■ PASSAGE TO READ:
# # # # # # #

Session 107: Viking Identities Network: Approaches to Language and Gender in the Viking Diaspora

Monday 7 July 2008, 11.15-12.45

Sponsor:Viking Identities Network (VIN)
Organiser:Jayne Carroll, School of English, University of Leicester
Moderator/Chair:Richard Dance, St Catharine's College, University of Cambridge
Paper 107-aLoanwords and Gender in the Viking Diaspora
(Language: English)
Sara María Pons-Sanz, School of English, University of Nottingham
Index terms: Gender Studies, Language and Literature - Old English, Language and Literature - Scandinavian
Paper 107-bFemale Colonists, Place-Names, and Landnámabók
(Language: English)
Christopher P. Callow, Department of Medieval History, University of Birmingham
Index terms: Gender Studies, Language and Literature - Scandinavian, Onomastics
Paper 107-cWomen and Poetry in the Viking Diaspora
(Language: English)
Jayne Carroll, School of English, University of Leicester
Index terms: Language and Literature - Old English, Language and Literature - Scandinavian
Abstract

The Viking Age is traditionally seen as the aggressive, militaristic expansion of a Scandinavian seafaring and warrior culture with imperialist ambitions. The Viking Identities Network seeks to reconfigure the period as a diaspora, with subsequent effects on ethnic, religious, linguistic, cultural, and genetic identities. The Viking 'migrations' were a physical movement, with the re-settlement of people and the re-establishment of key institutions, but 'diaspora' can be seen as the consciousness of being connected to people and traditions of a homeland and to migrants from the same ethnic origin. While the stereotypical 'Viking' is a male warrior, Scandinavian women settled in the Viking colonies, and are recorded (and sometimes celebrated) in contemporary and later texts and in place-names. This session considers possible ways in which their contribution to the linguistic evidence of the diaspora may be assessed.

# # # # # # #

■ WORK REQUEST 1:
Could you transcribe the part of the session description that opens with the words containing "Session 107: Viking" and closes with "Identities Network (VIN)"?
■ WORK REQUEST 2:
Using the session description:
(a) Who is the moderator/chair of the session?
(b) What is the title of the paper given by Christopher P. Callow?
(c) As what does the Viking Identities Network seek to reconfigure the Viking Age?

Referring expression data
# # # # # # #

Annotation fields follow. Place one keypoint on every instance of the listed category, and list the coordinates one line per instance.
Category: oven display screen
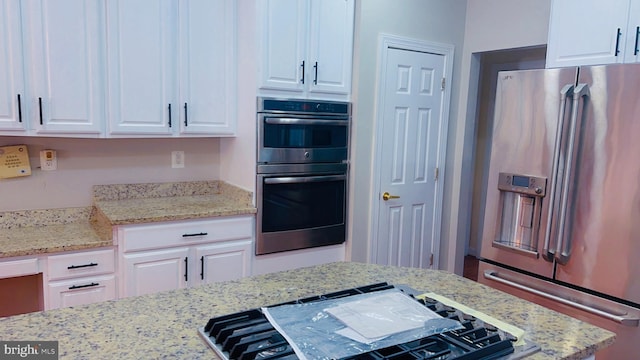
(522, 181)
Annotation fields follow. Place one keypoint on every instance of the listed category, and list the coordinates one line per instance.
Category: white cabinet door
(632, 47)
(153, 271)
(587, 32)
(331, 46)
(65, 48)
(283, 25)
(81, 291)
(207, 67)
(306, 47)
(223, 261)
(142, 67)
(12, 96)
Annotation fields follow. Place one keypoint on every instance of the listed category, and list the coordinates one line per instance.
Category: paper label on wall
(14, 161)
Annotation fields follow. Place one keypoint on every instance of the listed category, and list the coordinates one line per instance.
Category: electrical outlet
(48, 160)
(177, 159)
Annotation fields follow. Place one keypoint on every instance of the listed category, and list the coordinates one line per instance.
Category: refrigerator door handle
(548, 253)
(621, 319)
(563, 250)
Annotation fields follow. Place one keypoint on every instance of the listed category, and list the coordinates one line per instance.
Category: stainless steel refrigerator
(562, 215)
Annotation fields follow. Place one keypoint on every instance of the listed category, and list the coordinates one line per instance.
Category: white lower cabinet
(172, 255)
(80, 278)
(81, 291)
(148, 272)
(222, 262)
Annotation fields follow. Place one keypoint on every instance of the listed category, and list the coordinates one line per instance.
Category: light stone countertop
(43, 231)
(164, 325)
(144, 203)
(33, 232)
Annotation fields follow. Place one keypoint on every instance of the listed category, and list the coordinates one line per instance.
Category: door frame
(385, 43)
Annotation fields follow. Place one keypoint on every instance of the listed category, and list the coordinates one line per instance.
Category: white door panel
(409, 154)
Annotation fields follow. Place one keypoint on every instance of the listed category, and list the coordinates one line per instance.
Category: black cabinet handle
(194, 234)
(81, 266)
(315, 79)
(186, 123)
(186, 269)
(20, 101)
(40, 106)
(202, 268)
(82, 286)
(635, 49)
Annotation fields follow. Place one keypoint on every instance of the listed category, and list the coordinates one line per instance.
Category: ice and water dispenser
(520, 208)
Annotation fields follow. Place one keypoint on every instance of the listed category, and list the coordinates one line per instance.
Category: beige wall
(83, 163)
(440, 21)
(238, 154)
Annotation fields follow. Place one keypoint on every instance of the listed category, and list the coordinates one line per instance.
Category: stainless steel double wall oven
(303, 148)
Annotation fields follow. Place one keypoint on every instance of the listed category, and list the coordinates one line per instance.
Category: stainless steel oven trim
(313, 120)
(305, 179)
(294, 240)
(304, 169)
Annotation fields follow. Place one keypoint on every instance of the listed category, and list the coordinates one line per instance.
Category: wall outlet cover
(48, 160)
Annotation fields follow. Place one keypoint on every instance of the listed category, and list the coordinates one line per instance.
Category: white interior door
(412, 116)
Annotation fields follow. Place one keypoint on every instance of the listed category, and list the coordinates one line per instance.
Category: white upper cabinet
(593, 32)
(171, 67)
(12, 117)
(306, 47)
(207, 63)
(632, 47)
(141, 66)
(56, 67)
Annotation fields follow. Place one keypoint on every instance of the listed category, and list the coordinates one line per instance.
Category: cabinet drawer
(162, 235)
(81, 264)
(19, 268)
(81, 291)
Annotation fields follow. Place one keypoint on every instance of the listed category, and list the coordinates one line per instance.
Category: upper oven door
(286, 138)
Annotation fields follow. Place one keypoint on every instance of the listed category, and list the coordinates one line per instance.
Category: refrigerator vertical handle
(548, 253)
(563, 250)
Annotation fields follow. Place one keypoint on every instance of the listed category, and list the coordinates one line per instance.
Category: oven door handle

# # # # # # #

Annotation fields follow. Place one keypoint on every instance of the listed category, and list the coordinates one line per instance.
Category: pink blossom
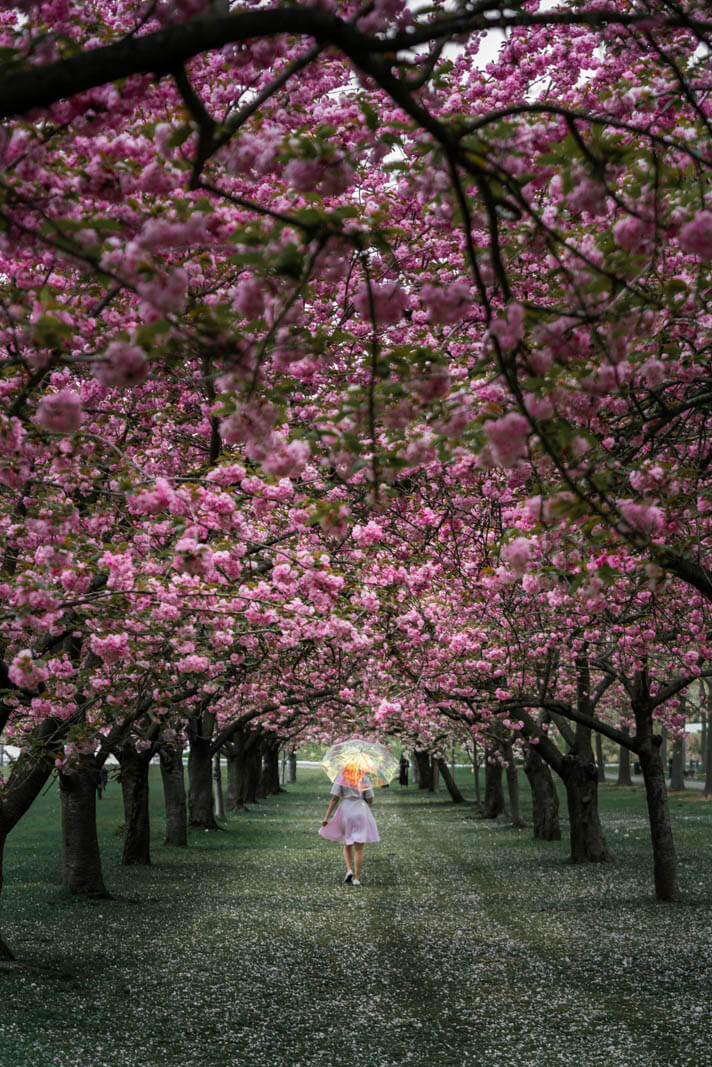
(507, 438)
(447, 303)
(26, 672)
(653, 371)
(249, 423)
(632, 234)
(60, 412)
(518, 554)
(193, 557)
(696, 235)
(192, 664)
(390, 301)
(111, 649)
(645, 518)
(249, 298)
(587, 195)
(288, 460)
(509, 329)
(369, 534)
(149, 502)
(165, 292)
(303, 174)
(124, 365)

# # # # # # #

■ ANSWER AREA 1:
Session 107: Viking Identities Network: Approaches to Language and Gender in the Viking Diaspora

Monday 7 July 2008, 11.15-12.45

Sponsor:Viking Identities Network (VIN)

■ ANSWER AREA 2:
(a) Richard Dance, St Catharine's College, University of Cambridge.
(b) "Female Colonists, Place-Names, and Landnámabók."
(c) As a diaspora.